- [THE PROBLEM]
Reproduce the full SEQIO changes file below word for word.

- [EXTRACTED TEXT]
*** Block opens ***

SEQIO -- A Package for Sequence File I/O
CHANGES - Changes to the SEQIO Package
This file lists the changes made when going from one version to the
next. It should be detailed enough that you won't need to go through
the rest of the documentation to find out what's new.
Changes from Version 1.2 to Version 1.3
Minor Changes
- Added a new example program, example4. (Version 1.2.2)
- Fixed a bug that kept seqfentry from returning the correct entry
text when mmap'ing was used. (Version 1.2.2)
- Added the definition of FILENAME_MAX to fmtseq and idxseq, to
maintain compatibility with SunOS 4.1.1. (Version 1.2.2)
- Changed genbank_annotate and pir_annotate to be a little bit more
robust. (Version 1.2.2)
- Removed the getpagesize system call from the package, since
Solaris doesn't support it. (Version 1.2.1)
- Fixed an uninitialized variable bug in databank_fast_read (one
my version of gcc didn't catch). (Version 1.2.1)
Changes from Version 1.1 to Version 1.2
New Formats/Porting and Format Changes
Added the GCG format
Added the GCG-* format specification
of the GCG form of GenBank, PIR, EMBL, Swiss-Prot, FASTA, NBRF and
IG/Stanford formats.

*** Block closes ***

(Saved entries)
*** Block opens ***

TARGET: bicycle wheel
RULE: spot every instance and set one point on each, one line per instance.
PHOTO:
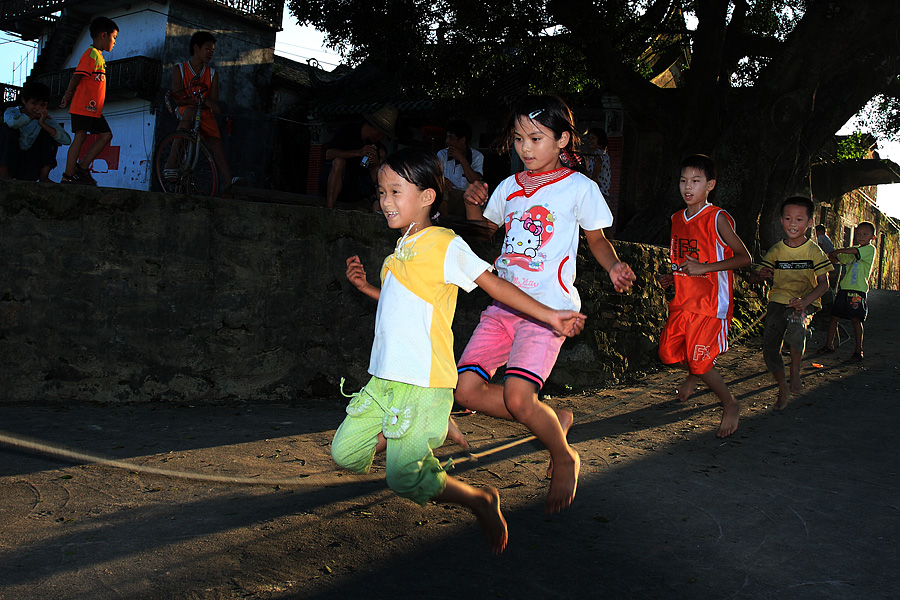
(184, 165)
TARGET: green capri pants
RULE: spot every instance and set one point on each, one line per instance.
(413, 419)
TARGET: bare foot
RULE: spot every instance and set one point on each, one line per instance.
(491, 519)
(731, 413)
(783, 395)
(456, 435)
(796, 382)
(687, 387)
(563, 483)
(566, 418)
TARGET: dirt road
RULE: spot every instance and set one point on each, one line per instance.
(799, 504)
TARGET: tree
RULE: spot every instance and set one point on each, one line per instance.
(769, 82)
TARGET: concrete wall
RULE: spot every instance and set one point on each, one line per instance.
(114, 295)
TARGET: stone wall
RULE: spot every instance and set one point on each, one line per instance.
(115, 295)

*** Block closes ***

- [EXERCISE RESULT]
SEQIO -- A Package for Sequence File I/O
CHANGES - Changes to the SEQIO Package
This file lists the changes made when going from one version to the
next. It should be detailed enough that you won't need to go through
the rest of the documentation to find out what's new.
Changes from Version 1.2 to Version 1.3
Minor Changes
- Added a new example program, example4. (Version 1.2.2)
- Fixed a bug that kept seqfentry from returning the correct entry
text when mmap'ing was used. (Version 1.2.2)
- Added the definition of FILENAME_MAX to fmtseq and idxseq, to
maintain compatibility with SunOS 4.1.1. (Version 1.2.2)
- Changed genbank_annotate and pir_annotate to be a little bit more
robust. (Version 1.2.2)
- Removed the getpagesize system call from the package, since
Solaris doesn't support it. (Version 1.2.1)
- Fixed an uninitialized variable bug in databank_fast_read (one
my version of gcc didn't catch). (Version 1.2.1)
Changes from Version 1.1 to Version 1.2
New Formats/Porting and Format Changes
Added the GCG format
Added the GCG-* format specification
of the GCG form of GenBank, PIR, EMBL, Swiss-Prot, FASTA, NBRF and
IG/Stanford formats.